## EXERCISE INSTRUCTIONS
In full and without deviation, write out the entries that follow.

## RECORDS FOR PROCESSING
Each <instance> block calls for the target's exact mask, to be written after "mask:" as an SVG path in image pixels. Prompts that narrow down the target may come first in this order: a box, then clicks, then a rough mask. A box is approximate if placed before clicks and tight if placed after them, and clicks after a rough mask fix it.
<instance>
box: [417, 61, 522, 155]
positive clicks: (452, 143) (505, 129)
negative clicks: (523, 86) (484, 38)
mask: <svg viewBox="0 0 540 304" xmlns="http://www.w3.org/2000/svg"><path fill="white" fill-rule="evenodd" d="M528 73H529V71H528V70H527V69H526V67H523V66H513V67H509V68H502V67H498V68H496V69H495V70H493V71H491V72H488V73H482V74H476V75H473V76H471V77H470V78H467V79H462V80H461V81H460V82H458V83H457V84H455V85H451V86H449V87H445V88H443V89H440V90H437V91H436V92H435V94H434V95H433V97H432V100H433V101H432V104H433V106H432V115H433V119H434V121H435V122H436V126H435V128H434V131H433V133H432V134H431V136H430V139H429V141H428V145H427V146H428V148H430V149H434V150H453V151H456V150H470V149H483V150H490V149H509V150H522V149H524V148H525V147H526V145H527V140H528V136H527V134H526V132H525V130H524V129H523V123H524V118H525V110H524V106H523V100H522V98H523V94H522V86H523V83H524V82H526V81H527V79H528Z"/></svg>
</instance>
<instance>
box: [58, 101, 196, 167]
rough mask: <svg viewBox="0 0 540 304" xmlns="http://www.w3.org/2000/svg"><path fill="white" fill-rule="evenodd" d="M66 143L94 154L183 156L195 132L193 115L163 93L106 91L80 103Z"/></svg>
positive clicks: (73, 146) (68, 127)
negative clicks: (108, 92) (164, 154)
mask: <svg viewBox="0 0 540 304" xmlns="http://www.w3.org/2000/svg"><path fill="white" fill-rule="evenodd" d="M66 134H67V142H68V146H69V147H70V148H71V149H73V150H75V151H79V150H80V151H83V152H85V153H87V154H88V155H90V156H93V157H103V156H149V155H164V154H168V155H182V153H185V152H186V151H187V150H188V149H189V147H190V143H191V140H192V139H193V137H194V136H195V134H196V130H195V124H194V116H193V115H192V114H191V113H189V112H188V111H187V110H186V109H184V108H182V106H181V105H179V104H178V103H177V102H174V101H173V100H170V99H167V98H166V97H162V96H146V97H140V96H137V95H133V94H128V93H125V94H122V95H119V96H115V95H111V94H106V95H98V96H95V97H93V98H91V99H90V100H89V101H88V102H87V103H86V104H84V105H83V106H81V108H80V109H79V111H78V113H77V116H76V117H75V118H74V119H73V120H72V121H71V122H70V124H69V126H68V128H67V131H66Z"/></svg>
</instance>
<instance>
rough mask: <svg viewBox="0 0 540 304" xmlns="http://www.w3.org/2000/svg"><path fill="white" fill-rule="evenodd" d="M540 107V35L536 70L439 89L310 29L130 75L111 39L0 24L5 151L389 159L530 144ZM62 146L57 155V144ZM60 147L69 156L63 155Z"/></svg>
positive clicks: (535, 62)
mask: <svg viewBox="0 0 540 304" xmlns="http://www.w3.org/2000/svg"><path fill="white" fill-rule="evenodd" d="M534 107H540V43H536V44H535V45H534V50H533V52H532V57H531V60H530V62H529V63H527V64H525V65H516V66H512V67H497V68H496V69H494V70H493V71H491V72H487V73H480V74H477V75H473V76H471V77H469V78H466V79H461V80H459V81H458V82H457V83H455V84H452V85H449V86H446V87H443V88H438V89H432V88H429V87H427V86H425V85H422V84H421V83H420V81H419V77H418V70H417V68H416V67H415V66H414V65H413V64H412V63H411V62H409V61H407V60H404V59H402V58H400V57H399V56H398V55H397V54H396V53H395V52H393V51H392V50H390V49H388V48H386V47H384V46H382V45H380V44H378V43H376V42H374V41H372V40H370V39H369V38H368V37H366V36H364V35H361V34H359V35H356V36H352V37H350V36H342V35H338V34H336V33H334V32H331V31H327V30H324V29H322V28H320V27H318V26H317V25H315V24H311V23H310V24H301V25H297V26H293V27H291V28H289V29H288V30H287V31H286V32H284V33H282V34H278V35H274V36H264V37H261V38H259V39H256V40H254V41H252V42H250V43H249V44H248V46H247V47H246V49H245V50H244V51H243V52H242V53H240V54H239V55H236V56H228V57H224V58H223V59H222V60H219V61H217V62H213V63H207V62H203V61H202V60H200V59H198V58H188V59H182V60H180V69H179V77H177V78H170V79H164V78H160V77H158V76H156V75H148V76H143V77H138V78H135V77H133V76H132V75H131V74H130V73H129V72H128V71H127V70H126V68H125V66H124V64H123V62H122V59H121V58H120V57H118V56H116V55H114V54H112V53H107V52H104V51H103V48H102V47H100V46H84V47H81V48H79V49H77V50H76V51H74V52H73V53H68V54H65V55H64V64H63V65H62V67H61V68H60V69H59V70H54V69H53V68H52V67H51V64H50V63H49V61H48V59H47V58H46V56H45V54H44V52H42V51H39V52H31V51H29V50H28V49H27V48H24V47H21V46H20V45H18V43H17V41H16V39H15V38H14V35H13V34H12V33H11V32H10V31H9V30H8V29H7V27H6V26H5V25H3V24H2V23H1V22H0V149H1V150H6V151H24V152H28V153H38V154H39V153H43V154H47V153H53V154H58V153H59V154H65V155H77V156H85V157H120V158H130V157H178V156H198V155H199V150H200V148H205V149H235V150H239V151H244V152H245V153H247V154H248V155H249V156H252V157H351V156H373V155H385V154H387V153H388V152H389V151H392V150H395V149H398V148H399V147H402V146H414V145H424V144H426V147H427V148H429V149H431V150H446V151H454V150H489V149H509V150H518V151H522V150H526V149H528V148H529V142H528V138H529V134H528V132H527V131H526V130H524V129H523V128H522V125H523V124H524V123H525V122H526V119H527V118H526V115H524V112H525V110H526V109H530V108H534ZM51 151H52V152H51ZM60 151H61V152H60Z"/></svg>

## EXERCISE RESPONSE
Each <instance> block calls for the target's exact mask, to be written after "mask:" as an SVG path in image pixels. Prompts that narrow down the target may come first in this order: a box, then clicks, then a rough mask. A box is approximate if placed before clicks and tight if placed after them, and clicks after a rough mask fix it.
<instance>
box: [417, 61, 522, 155]
positive clicks: (452, 143) (505, 129)
negative clicks: (523, 86) (484, 38)
mask: <svg viewBox="0 0 540 304" xmlns="http://www.w3.org/2000/svg"><path fill="white" fill-rule="evenodd" d="M528 73H529V71H528V70H527V69H526V67H523V66H513V67H509V68H502V67H498V68H496V69H495V70H493V71H491V72H488V73H482V74H476V75H473V76H471V77H470V78H467V79H462V80H461V81H460V82H458V83H457V84H455V85H451V86H449V87H445V88H443V89H440V90H437V91H436V92H435V94H434V95H433V97H432V100H433V101H432V104H433V106H432V115H433V119H434V121H435V122H436V126H435V128H434V131H433V133H432V134H431V136H430V139H429V141H428V145H427V146H428V148H430V149H434V150H453V151H456V150H470V149H483V150H490V149H509V150H522V149H524V148H525V147H526V145H527V140H528V136H527V134H526V132H525V130H524V129H523V123H524V118H525V110H524V106H523V100H522V98H523V94H522V86H523V83H524V82H526V81H527V79H528Z"/></svg>
</instance>
<instance>
box: [58, 101, 196, 167]
rough mask: <svg viewBox="0 0 540 304" xmlns="http://www.w3.org/2000/svg"><path fill="white" fill-rule="evenodd" d="M66 143L94 154L183 156L195 132L193 115L163 93L106 91L80 103Z"/></svg>
positive clicks: (73, 146) (68, 127)
negative clicks: (108, 92) (164, 154)
mask: <svg viewBox="0 0 540 304" xmlns="http://www.w3.org/2000/svg"><path fill="white" fill-rule="evenodd" d="M66 134H67V142H68V146H69V147H70V148H71V149H73V150H75V151H79V150H80V151H83V152H85V153H87V154H88V155H90V156H93V157H103V156H149V155H164V154H168V155H182V153H185V152H186V151H187V150H188V149H189V147H190V143H191V140H192V139H193V137H194V136H195V134H196V130H195V124H194V116H193V115H192V114H191V113H189V112H188V111H187V110H186V109H184V108H182V106H181V105H179V104H178V103H177V102H174V101H173V100H170V99H167V98H166V97H162V96H146V97H140V96H137V95H133V94H128V93H125V94H122V95H119V96H115V95H111V94H106V95H98V96H95V97H93V98H91V99H90V100H89V101H88V102H87V103H86V104H84V105H83V106H81V108H80V109H79V111H78V113H77V116H76V117H75V118H74V119H73V120H72V121H71V122H70V124H69V126H68V128H67V131H66Z"/></svg>
</instance>
<instance>
rough mask: <svg viewBox="0 0 540 304" xmlns="http://www.w3.org/2000/svg"><path fill="white" fill-rule="evenodd" d="M540 107V35L536 70L439 89L310 29L130 75L111 39L0 24L5 151L389 159L530 144ZM62 146L57 155V144ZM60 147L69 156L63 155Z"/></svg>
positive clicks: (535, 62)
mask: <svg viewBox="0 0 540 304" xmlns="http://www.w3.org/2000/svg"><path fill="white" fill-rule="evenodd" d="M534 107H540V43H536V44H535V45H534V50H533V52H532V57H531V60H530V62H529V63H527V64H525V65H516V66H512V67H497V68H496V69H494V70H493V71H491V72H487V73H480V74H477V75H473V76H471V77H469V78H466V79H461V80H459V81H458V82H457V83H455V84H452V85H449V86H446V87H443V88H438V89H432V88H429V87H427V86H425V85H422V84H421V83H420V81H419V77H418V70H417V68H416V67H415V66H414V65H413V64H412V63H411V62H409V61H407V60H404V59H402V58H400V57H399V56H398V55H397V54H396V53H395V52H393V51H392V50H390V49H388V48H386V47H384V46H382V45H380V44H378V43H376V42H374V41H372V40H370V39H369V38H368V37H366V36H364V35H361V34H359V35H356V36H352V37H350V36H342V35H338V34H336V33H334V32H331V31H327V30H324V29H322V28H320V27H318V26H317V25H315V24H311V23H310V24H301V25H297V26H293V27H291V28H289V29H288V30H287V31H286V32H284V33H282V34H278V35H274V36H264V37H261V38H259V39H256V40H254V41H252V42H250V43H249V44H248V46H247V47H246V49H245V50H244V51H243V52H242V53H240V54H239V55H236V56H228V57H224V58H223V59H222V60H219V61H217V62H213V63H207V62H203V61H202V60H200V59H198V58H188V59H182V60H180V69H179V77H177V78H170V79H164V78H160V77H158V76H156V75H148V76H143V77H138V78H135V77H133V76H132V75H131V74H130V73H129V72H128V71H127V70H126V68H125V66H124V64H123V62H122V59H121V58H120V57H118V56H116V55H114V54H112V53H107V52H104V51H103V48H102V47H100V46H84V47H81V48H79V49H77V50H76V51H74V52H73V53H68V54H65V55H64V64H63V65H62V67H61V68H60V69H59V70H54V69H53V68H52V67H51V64H50V63H49V61H48V59H47V58H46V56H45V54H44V52H42V51H39V52H31V51H29V50H28V49H27V48H24V47H21V46H20V45H18V43H17V41H16V39H15V38H14V35H13V34H12V33H11V32H10V31H9V30H8V29H7V27H6V26H5V25H3V24H2V23H1V22H0V149H1V150H6V151H24V152H28V153H38V154H39V153H43V154H47V153H53V154H58V153H59V154H65V155H77V156H85V157H120V158H130V157H178V156H198V155H199V150H200V148H205V149H235V150H239V151H244V152H245V153H247V154H248V155H249V156H252V157H351V156H373V155H385V154H387V153H388V152H389V151H392V150H395V149H398V148H399V147H402V146H414V145H424V144H426V147H427V148H429V149H431V150H446V151H454V150H489V149H509V150H518V151H522V150H526V149H528V148H529V142H528V138H529V134H528V132H527V131H526V130H524V129H523V128H522V125H523V124H524V123H525V122H526V119H527V118H526V115H524V112H525V110H526V109H530V108H534ZM51 151H52V152H51ZM60 151H61V152H60Z"/></svg>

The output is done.